**Request:**
Locate every line in the items below that contains the word "dark" and copy each of those lines, treating uppercase and lowercase as different.
* begin Data records *
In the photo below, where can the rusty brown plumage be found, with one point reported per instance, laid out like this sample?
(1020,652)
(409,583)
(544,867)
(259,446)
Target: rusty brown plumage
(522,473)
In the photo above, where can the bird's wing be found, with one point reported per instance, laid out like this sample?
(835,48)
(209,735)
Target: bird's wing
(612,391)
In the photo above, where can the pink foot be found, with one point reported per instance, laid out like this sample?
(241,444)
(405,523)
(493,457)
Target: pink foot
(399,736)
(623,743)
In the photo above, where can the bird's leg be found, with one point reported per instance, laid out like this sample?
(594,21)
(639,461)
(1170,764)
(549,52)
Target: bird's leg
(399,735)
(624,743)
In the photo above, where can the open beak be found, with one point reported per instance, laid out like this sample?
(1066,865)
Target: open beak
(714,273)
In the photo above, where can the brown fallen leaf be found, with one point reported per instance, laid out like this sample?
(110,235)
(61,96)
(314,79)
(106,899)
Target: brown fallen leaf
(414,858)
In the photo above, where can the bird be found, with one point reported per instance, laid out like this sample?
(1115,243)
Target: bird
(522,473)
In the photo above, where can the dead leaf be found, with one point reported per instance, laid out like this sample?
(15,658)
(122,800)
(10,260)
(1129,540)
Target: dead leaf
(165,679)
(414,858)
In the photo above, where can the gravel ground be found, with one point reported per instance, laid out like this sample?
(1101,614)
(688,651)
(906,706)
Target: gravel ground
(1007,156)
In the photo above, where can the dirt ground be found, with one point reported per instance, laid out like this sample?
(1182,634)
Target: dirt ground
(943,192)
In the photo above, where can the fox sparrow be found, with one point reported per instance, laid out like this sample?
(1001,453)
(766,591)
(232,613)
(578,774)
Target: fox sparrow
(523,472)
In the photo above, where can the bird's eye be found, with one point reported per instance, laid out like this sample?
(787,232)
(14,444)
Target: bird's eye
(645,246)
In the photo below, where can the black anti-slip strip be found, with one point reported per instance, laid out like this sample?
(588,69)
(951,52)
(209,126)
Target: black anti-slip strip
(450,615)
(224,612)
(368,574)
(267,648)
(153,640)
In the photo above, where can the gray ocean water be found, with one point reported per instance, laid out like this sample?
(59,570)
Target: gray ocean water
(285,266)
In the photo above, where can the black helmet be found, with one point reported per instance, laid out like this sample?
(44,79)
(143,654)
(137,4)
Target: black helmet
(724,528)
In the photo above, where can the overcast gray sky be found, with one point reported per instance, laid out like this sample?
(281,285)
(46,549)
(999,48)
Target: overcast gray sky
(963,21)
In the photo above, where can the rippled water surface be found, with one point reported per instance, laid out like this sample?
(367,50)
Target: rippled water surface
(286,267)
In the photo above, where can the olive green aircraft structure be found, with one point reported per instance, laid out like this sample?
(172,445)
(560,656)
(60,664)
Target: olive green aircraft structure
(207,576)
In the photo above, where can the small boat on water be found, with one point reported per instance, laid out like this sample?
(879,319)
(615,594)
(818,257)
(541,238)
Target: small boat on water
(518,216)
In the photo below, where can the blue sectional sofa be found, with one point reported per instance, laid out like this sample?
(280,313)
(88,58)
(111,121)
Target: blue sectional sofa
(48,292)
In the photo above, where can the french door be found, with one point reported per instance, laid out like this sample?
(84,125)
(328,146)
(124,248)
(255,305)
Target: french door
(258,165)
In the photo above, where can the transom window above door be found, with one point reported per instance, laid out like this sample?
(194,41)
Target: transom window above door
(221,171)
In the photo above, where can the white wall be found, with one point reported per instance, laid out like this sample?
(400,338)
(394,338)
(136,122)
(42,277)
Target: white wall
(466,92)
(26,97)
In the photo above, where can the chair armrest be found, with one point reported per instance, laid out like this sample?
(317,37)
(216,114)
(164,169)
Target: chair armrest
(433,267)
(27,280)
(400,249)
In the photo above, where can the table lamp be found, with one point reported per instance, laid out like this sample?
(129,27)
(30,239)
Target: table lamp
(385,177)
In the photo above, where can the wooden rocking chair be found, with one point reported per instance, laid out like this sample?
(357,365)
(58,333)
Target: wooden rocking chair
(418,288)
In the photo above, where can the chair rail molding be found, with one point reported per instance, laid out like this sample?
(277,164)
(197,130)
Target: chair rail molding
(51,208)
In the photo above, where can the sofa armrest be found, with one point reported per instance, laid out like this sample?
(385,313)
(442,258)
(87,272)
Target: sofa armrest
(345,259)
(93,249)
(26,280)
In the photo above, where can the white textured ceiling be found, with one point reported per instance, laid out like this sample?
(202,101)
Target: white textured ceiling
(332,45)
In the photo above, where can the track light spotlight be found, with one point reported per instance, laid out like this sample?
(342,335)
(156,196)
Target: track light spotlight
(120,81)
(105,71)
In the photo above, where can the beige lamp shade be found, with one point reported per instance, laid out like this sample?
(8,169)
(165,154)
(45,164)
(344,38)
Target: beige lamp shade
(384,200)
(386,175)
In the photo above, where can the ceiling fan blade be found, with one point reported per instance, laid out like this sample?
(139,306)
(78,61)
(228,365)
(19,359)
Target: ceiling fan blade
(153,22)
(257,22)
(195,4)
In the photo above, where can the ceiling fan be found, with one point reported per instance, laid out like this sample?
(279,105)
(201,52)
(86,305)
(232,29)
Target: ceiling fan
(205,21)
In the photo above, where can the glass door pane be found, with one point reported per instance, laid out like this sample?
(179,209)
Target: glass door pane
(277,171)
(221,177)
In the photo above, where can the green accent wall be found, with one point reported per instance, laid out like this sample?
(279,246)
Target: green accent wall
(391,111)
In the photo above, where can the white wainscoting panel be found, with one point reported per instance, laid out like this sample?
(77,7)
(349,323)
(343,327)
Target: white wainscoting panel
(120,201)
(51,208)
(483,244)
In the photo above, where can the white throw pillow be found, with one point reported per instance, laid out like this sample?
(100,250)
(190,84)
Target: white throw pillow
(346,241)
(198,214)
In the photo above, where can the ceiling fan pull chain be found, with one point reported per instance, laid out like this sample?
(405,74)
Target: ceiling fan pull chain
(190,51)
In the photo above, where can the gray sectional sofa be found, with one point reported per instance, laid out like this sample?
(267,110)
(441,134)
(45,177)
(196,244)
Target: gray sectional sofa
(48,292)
* end Data records *
* begin Data records *
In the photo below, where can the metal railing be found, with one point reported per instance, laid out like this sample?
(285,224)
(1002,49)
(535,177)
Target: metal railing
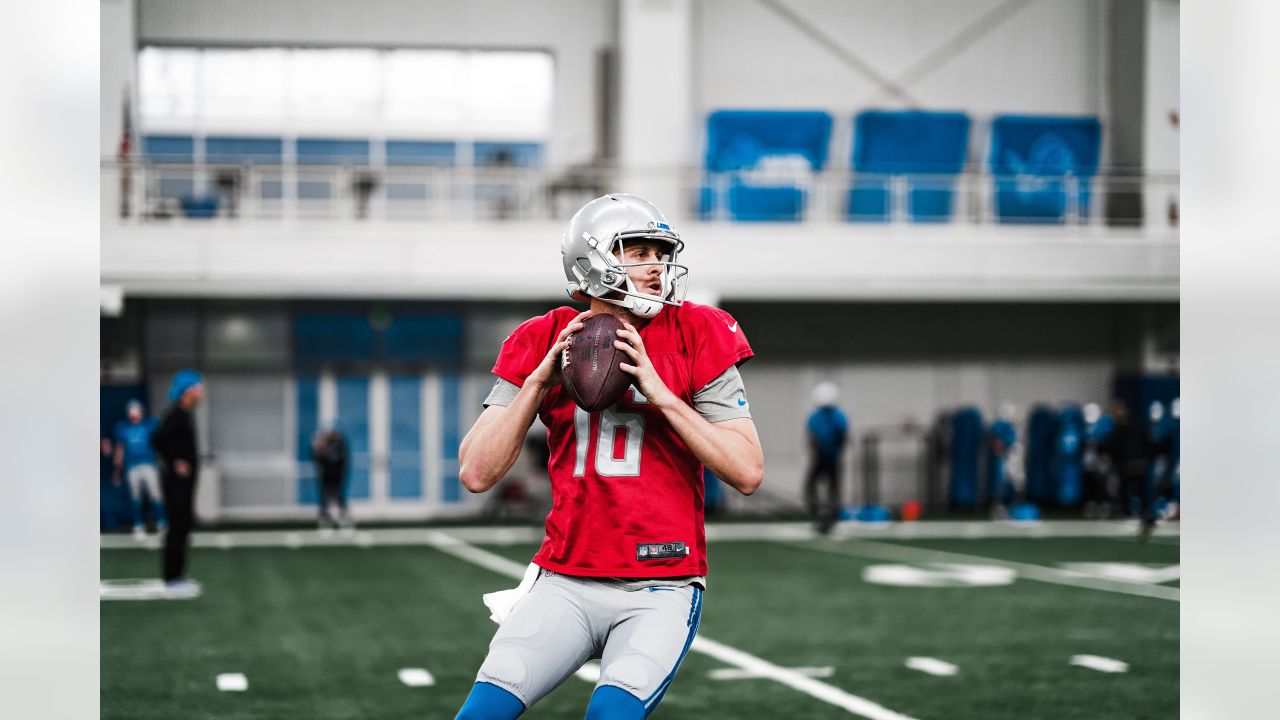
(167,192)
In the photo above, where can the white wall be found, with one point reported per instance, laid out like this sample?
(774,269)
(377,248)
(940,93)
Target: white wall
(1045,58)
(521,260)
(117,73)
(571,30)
* end Data records *
* begin Data records *
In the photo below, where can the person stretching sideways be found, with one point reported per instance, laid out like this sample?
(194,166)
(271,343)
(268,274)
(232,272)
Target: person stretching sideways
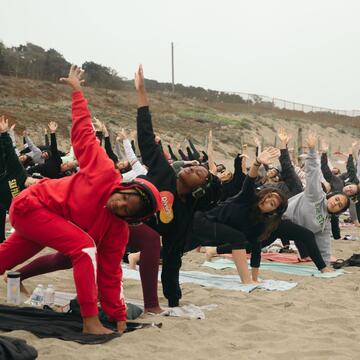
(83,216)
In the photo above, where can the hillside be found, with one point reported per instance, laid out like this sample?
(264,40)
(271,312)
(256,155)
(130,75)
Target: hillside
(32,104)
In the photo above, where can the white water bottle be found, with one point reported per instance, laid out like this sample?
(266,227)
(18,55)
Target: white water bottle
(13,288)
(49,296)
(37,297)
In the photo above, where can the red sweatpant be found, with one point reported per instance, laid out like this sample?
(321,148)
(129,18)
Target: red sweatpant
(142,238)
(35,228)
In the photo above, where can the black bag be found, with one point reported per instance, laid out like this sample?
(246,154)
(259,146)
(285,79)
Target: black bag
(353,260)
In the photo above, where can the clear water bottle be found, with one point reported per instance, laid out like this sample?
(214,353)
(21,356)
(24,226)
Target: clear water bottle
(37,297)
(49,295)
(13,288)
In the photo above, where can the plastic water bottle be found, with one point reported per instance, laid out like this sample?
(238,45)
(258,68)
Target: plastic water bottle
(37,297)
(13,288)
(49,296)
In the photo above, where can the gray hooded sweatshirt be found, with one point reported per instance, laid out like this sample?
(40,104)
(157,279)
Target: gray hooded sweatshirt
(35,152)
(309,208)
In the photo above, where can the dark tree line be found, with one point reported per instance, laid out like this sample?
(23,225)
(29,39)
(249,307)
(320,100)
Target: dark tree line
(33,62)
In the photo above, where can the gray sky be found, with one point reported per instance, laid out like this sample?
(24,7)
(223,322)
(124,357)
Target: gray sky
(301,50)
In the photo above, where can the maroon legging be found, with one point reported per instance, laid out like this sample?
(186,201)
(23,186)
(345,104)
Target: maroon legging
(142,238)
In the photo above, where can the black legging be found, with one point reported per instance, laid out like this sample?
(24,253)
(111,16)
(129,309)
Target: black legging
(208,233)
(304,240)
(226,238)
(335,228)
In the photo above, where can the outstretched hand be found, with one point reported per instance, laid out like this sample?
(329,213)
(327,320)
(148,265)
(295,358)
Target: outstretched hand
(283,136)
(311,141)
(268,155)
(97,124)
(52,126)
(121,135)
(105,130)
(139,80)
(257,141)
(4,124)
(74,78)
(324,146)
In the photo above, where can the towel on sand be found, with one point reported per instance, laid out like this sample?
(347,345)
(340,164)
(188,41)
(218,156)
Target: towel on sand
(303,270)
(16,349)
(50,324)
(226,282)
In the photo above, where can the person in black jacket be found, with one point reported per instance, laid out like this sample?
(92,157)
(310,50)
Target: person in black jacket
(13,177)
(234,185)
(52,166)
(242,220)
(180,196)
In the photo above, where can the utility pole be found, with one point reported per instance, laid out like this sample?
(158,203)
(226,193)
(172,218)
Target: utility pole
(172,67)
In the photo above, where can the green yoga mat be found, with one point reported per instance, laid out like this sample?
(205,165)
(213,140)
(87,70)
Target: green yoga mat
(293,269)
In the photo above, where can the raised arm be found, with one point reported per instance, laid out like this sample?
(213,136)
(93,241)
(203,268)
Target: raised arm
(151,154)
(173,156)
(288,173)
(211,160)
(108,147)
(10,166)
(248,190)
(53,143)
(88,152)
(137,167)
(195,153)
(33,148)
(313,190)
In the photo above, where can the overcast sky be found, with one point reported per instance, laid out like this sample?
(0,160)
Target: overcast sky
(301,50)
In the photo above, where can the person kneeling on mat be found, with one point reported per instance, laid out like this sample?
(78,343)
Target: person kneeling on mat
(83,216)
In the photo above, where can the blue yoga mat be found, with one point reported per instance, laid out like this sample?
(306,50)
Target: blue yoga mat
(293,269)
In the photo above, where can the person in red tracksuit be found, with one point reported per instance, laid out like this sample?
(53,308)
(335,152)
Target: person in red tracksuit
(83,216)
* end Data records *
**Solution for this task:**
In the photo above, where can the dark tree line be found, with one point reported per instance, laid out like this sample?
Target: dark tree line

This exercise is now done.